[Data for the task]

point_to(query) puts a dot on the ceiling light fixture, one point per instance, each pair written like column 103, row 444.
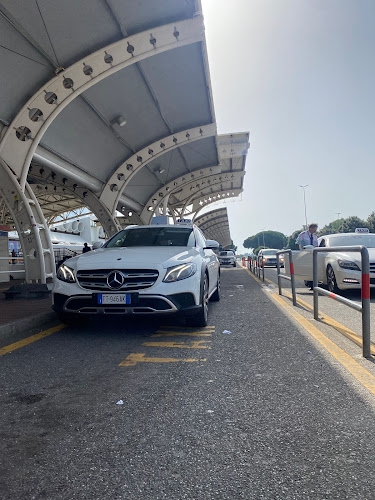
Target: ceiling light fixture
column 120, row 121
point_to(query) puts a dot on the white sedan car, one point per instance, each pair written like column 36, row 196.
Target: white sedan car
column 338, row 270
column 155, row 269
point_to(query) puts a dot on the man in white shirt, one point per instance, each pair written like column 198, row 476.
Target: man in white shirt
column 308, row 237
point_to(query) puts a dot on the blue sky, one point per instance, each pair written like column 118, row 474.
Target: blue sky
column 299, row 75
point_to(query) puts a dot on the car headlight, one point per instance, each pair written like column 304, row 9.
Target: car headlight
column 65, row 273
column 348, row 264
column 180, row 272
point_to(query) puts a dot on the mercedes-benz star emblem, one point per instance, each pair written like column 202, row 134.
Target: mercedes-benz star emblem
column 115, row 280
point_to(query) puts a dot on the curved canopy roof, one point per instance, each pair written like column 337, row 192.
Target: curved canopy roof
column 215, row 226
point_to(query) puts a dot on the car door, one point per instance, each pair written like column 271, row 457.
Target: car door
column 303, row 264
column 210, row 260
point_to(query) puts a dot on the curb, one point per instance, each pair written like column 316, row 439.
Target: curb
column 30, row 322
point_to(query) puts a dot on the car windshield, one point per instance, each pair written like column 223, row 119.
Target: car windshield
column 153, row 236
column 348, row 240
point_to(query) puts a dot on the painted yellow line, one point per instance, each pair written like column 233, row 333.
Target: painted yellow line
column 133, row 359
column 197, row 344
column 360, row 374
column 181, row 334
column 29, row 340
column 327, row 320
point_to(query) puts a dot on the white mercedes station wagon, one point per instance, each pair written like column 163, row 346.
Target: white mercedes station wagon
column 157, row 269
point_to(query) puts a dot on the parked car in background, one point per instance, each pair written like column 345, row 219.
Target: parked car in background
column 227, row 258
column 339, row 270
column 157, row 269
column 267, row 257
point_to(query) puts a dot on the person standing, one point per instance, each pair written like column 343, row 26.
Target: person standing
column 86, row 248
column 305, row 238
column 308, row 237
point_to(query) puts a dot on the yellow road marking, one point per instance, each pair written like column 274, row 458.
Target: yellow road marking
column 29, row 340
column 181, row 334
column 133, row 359
column 359, row 373
column 347, row 332
column 197, row 344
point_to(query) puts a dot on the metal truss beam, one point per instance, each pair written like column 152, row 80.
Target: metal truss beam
column 25, row 132
column 120, row 179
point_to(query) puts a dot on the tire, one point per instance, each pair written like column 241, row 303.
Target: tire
column 215, row 297
column 331, row 280
column 201, row 316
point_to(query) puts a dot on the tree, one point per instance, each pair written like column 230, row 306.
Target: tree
column 351, row 223
column 271, row 239
column 332, row 228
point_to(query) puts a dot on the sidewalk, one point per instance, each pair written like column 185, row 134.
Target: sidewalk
column 17, row 315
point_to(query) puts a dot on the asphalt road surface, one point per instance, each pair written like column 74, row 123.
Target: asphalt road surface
column 248, row 408
column 340, row 312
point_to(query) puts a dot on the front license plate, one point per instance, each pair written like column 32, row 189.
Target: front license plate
column 114, row 298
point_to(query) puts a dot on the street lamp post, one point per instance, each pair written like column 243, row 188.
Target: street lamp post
column 304, row 201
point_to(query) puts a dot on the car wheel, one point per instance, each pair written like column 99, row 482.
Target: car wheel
column 201, row 316
column 331, row 280
column 215, row 297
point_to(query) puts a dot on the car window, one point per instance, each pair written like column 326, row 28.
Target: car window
column 153, row 236
column 201, row 241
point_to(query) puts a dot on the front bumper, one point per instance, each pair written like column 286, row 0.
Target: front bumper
column 161, row 298
column 140, row 304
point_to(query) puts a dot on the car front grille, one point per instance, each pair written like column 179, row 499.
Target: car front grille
column 134, row 279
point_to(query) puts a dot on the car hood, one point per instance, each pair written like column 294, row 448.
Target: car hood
column 133, row 257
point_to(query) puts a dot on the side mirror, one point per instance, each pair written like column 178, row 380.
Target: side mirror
column 211, row 245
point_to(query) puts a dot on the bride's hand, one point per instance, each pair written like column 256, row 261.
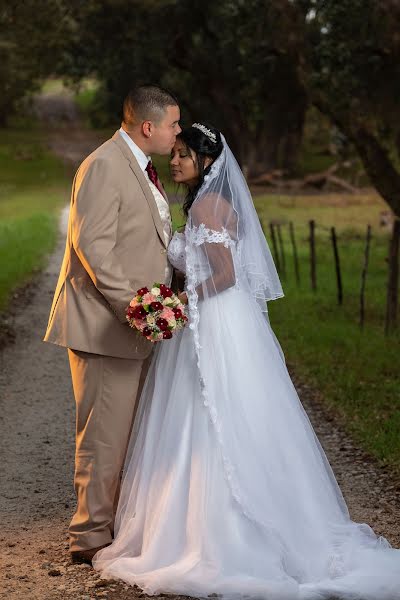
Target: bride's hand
column 183, row 297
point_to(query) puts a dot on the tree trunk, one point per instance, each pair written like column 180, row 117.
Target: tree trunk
column 375, row 158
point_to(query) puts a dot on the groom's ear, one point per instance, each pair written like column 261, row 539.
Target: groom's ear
column 146, row 128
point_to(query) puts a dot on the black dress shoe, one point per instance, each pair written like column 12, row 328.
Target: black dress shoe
column 85, row 556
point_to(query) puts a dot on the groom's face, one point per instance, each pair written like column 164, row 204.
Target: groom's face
column 165, row 131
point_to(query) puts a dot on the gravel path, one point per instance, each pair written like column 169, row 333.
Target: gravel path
column 36, row 466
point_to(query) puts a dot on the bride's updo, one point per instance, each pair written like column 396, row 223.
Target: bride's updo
column 205, row 141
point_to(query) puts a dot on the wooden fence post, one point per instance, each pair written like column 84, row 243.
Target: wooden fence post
column 312, row 256
column 364, row 276
column 294, row 249
column 393, row 279
column 275, row 246
column 337, row 266
column 282, row 251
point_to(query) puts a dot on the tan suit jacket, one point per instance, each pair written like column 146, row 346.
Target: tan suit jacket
column 115, row 245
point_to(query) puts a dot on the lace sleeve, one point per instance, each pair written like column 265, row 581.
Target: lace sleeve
column 217, row 248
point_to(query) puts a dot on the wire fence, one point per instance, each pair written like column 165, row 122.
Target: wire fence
column 276, row 232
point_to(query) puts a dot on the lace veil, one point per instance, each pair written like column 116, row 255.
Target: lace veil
column 225, row 245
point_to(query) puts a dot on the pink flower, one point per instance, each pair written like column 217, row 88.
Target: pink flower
column 140, row 324
column 148, row 298
column 133, row 302
column 167, row 314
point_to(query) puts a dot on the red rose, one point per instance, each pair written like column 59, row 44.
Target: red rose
column 142, row 291
column 130, row 311
column 162, row 324
column 165, row 291
column 177, row 312
column 139, row 312
column 156, row 306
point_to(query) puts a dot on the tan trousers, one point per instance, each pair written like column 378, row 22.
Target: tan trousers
column 105, row 389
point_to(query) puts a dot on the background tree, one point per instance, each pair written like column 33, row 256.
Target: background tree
column 224, row 60
column 351, row 67
column 31, row 43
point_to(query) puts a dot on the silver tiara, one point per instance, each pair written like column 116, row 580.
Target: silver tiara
column 206, row 131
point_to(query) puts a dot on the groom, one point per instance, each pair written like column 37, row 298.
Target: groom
column 118, row 232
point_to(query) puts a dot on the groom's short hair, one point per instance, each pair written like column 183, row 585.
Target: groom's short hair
column 146, row 103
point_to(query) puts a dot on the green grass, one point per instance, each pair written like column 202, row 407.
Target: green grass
column 33, row 188
column 356, row 371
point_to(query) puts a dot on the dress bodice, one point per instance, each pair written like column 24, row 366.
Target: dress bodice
column 176, row 252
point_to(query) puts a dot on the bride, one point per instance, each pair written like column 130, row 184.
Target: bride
column 226, row 489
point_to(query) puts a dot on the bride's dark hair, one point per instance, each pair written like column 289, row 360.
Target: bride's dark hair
column 203, row 145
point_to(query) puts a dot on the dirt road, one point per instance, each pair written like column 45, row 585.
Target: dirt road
column 36, row 462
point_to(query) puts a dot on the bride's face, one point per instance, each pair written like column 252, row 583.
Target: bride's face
column 183, row 165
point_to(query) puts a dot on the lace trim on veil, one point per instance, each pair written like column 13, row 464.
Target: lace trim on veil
column 196, row 236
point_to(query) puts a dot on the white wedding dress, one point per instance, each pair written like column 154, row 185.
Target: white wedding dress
column 226, row 488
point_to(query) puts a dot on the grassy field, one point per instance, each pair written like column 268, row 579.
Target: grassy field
column 33, row 187
column 356, row 372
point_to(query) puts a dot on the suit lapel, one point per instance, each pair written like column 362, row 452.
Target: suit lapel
column 142, row 182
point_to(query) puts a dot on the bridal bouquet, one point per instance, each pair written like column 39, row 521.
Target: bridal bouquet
column 156, row 313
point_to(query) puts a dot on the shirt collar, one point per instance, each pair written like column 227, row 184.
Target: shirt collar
column 137, row 152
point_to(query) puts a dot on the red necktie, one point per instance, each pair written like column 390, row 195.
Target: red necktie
column 152, row 173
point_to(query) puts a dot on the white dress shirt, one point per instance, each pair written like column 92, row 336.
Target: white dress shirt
column 162, row 204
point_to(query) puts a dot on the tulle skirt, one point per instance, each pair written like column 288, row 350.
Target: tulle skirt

[Short problem] Copy out the records word for word, from the line containing "point_to(query) puts a dot on the dirt" down to the line containing "column 183, row 165", both of those lines included.

[Correct response]
point_to(query) puts a dot on the dirt road, one point per instance, each pair written like column 45, row 585.
Target: dirt road
column 36, row 462
point_to(query) puts a dot on the bride's face, one point per instance, each pair written like column 252, row 583.
Target: bride's face
column 183, row 165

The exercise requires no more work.